• [INFORMATION PROVIDED]
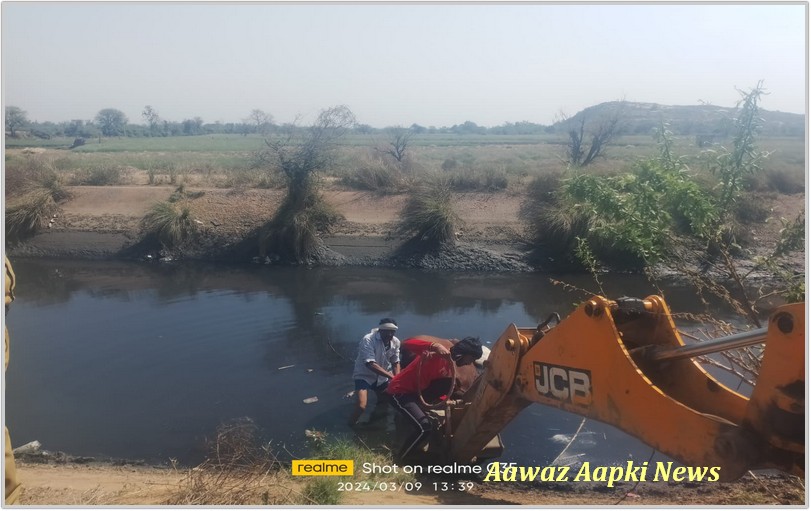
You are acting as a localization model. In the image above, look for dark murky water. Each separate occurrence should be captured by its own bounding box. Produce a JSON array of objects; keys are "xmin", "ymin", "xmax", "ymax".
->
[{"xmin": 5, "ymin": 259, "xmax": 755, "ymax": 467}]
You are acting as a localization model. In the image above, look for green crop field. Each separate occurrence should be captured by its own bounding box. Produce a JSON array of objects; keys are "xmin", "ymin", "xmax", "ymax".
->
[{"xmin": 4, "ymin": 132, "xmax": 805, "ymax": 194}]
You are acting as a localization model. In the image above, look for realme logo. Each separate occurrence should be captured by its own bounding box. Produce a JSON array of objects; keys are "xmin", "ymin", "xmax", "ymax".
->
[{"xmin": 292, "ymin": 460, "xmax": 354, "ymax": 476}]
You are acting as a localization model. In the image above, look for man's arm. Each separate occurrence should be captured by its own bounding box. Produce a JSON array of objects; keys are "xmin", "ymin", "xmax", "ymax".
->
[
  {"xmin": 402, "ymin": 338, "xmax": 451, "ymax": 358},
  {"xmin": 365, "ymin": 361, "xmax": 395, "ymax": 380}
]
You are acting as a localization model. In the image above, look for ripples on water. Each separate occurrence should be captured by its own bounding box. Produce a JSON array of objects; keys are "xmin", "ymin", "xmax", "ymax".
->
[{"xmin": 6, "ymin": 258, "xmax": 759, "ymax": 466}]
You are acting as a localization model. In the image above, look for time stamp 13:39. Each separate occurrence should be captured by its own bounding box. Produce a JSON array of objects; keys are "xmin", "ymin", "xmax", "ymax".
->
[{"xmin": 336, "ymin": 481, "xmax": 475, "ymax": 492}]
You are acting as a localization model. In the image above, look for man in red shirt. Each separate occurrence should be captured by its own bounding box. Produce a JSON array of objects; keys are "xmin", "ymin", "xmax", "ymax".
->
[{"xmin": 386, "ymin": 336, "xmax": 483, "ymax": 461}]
* * *
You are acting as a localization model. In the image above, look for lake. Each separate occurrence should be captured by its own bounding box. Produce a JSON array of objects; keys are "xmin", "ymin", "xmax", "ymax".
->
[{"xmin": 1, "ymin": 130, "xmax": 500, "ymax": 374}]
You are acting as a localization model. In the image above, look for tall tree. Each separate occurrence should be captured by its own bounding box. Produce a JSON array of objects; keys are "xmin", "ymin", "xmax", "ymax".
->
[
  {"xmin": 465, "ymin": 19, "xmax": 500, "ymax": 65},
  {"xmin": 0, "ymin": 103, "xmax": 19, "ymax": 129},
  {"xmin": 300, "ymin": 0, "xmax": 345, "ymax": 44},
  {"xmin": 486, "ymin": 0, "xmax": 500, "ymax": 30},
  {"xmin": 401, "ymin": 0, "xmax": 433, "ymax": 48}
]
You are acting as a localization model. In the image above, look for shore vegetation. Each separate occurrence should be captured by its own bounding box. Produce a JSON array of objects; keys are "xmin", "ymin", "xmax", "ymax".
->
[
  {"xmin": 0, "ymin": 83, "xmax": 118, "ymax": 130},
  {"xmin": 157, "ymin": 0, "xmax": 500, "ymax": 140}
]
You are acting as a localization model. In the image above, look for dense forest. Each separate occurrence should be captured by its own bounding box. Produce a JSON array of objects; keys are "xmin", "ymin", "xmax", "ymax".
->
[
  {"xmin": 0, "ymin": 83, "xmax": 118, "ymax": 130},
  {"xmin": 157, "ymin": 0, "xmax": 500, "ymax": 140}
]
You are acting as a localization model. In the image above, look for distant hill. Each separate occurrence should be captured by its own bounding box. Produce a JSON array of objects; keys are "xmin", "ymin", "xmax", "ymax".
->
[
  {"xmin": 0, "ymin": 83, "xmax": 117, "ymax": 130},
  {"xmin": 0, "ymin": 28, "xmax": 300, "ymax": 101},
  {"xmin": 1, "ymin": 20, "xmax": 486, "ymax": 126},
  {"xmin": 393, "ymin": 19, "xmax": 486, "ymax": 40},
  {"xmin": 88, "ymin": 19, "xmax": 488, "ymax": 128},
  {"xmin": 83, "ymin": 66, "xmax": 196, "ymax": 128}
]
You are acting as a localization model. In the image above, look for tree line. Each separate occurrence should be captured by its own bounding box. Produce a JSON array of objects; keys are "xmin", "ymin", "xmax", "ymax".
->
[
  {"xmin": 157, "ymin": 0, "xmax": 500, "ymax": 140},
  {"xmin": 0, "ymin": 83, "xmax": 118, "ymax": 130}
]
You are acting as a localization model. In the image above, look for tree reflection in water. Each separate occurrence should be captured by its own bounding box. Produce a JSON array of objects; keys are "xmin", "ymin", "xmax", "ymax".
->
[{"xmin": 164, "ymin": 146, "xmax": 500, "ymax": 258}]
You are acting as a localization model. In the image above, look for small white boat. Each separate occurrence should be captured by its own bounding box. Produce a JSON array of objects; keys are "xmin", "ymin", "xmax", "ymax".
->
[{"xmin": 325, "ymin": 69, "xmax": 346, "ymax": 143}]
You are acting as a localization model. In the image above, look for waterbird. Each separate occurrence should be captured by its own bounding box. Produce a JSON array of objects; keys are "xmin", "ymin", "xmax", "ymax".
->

• [PROBLEM STATEMENT] Scan the material above. Copy each line where "tree" occurs.

• [EXERCISE RESPONSE]
You are acting as a localization model. In the image above, look for tall tree. Each separate occurrence should be captured by its own bounding box. Produce a JSON array of objects; keys are "xmin", "ymin", "xmax", "ymax".
You are acting as a localization model. In the image above, look for tree line. Each separate occurrence should be captured by its own bounding box. Produce a JSON array of objects; keys are "xmin", "ymin", "xmax", "ymax".
You are acting as a localization model. In the image above, look for tree reflection in water. Each separate occurrence should be captured by its own bounding box. Produce a JSON array of objects; keys are "xmin", "ymin", "xmax", "ymax".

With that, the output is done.